DOCUMENT PASSAGE:

----------------------------------------

Mechanisms of organ size variationdifferential gene expression analysis during the development of two fly eyes of very different sizes
- Javier Figueras
- Tomás Navarro
- Antonella Iannini
- Almudi Cabrero, Isabel
- Fernando Casares
ISSN: 2254-3821
Año de publicación: 2018
Número: 7
Tipo: Artículo
Otras publicaciones en: Biosaia: Revista de los másteres de Biotecnología Sanitaria y Biotecnología Ambiental, Industrial y Alimentaria
Resumen
Motivation: Often, organs of related species differ in size in spite of having the same function and general structure. However, the mechanisms that control the variation of organ size, are in most part unknown. This project aims to understand some of those mechanisms that control organ size variation. We will use the eyes of Diptera (flies) as model, because, first, the eyes of flies can be found in a wide range of sizes; and second, eye development in the reference fly model Drosophila melanogaster is simple: the eye primordium is a flat epithelium formed initially by proliferative multipotent progenitors. Differentiation of these progenitors depends on the advance of a signalling wave that induces the differentiation of these progenitors into retinal cells. What are the mechanisms that vary during development of flies that have eyes formed by different cell numbers? We will investigate this problem in Drosophila melanogaster and Episyrphus balteatus, the eyes of which comprise about 20,000 and 100,000 cells. Methods: To identify mechanisms of differential eye size we will compare the transcriptional profiles of eye promordia from Drosophila and Episyrphus at equivalent developmental times. To account for species-specific gene expression differences not related to eye-specific changes, we will compare the transcriptional profiles of wing primordia from both species. Total RNA is isolated from the primordia to generate sequencing libraries. Eye-specific differentially expressed genes will then be identified and characterized globally, using bioinformatic tools and selected genes will be analyzed by in situ hybridization in developing eye primordia using DIG-labelled RNA probes. Prior knowledge of Drosophila eye development suggests a list of interesting candidate genes as potentially involved in eye size control: these are the Wnt-1 wingless (wg) and the BMP2/4 decapentaplegic (dpp). We expect that the patterns of them will vary from Drosophila to Episyrphus. These patterns will be examined through in situ hybridization in eye primordia. In order to structure these data from transcriptomes into a genetic hierarchy (or a gene regulatory network), it would be necessary to establish regulatory relationships between transcription factors and relevant targets. To do so, we are carrying the ChIPmentation-sequencing experiments to identify the binding profile, genome wide, of a set of transcription factors that play essential roles in early eye development.

----------------------------------------

DATA:
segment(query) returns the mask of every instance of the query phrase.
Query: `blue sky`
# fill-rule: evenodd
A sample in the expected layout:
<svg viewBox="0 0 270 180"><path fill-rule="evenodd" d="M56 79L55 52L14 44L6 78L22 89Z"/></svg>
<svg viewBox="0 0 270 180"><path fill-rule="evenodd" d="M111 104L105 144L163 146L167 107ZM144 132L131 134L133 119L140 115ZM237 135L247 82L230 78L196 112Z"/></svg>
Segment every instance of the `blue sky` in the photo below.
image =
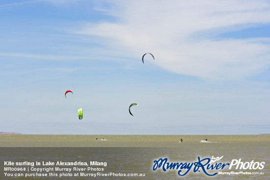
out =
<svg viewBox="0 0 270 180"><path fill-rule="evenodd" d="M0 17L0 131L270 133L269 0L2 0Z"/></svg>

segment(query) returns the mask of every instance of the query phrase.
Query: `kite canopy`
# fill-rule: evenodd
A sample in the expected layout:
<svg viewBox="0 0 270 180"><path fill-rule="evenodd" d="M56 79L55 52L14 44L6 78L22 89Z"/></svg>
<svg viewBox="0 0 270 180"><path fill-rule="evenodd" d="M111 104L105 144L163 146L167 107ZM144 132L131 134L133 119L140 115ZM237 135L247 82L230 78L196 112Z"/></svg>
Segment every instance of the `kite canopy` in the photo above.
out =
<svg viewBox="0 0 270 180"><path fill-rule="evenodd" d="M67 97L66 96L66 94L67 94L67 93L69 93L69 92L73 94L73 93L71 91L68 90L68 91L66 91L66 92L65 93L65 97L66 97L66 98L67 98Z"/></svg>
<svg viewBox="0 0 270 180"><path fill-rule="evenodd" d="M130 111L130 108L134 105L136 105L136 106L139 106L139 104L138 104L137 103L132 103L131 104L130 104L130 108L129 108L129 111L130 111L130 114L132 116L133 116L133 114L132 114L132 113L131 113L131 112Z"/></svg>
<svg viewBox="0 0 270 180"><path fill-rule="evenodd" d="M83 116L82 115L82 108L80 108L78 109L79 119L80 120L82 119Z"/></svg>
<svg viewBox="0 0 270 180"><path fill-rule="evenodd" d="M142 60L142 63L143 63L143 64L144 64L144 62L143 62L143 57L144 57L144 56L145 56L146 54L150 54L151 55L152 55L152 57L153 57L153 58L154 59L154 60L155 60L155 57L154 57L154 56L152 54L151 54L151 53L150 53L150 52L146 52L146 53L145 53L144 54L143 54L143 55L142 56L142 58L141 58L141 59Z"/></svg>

----------------------------------------

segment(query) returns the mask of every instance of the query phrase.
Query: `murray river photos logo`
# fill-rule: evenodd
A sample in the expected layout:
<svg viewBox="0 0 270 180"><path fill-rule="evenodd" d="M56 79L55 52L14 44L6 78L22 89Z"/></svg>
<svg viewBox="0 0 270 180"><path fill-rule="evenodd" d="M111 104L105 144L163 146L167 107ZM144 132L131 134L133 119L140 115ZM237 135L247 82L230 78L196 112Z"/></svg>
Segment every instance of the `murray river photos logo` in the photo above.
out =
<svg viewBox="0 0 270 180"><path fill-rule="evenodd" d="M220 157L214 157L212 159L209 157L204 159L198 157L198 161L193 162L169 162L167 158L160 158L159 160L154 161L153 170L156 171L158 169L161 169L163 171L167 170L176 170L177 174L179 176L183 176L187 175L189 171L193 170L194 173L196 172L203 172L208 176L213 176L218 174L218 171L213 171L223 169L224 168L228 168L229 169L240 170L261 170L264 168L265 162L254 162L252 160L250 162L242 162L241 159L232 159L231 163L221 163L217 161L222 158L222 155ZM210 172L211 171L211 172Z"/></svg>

----------------------------------------

TASK PROMPT: According to the abstract, roughly how many cells make up the eyes of Episyrphus balteatus? The listing comes from a source separate from the abstract.

EXERCISE OUTPUT: About 100,000 cells.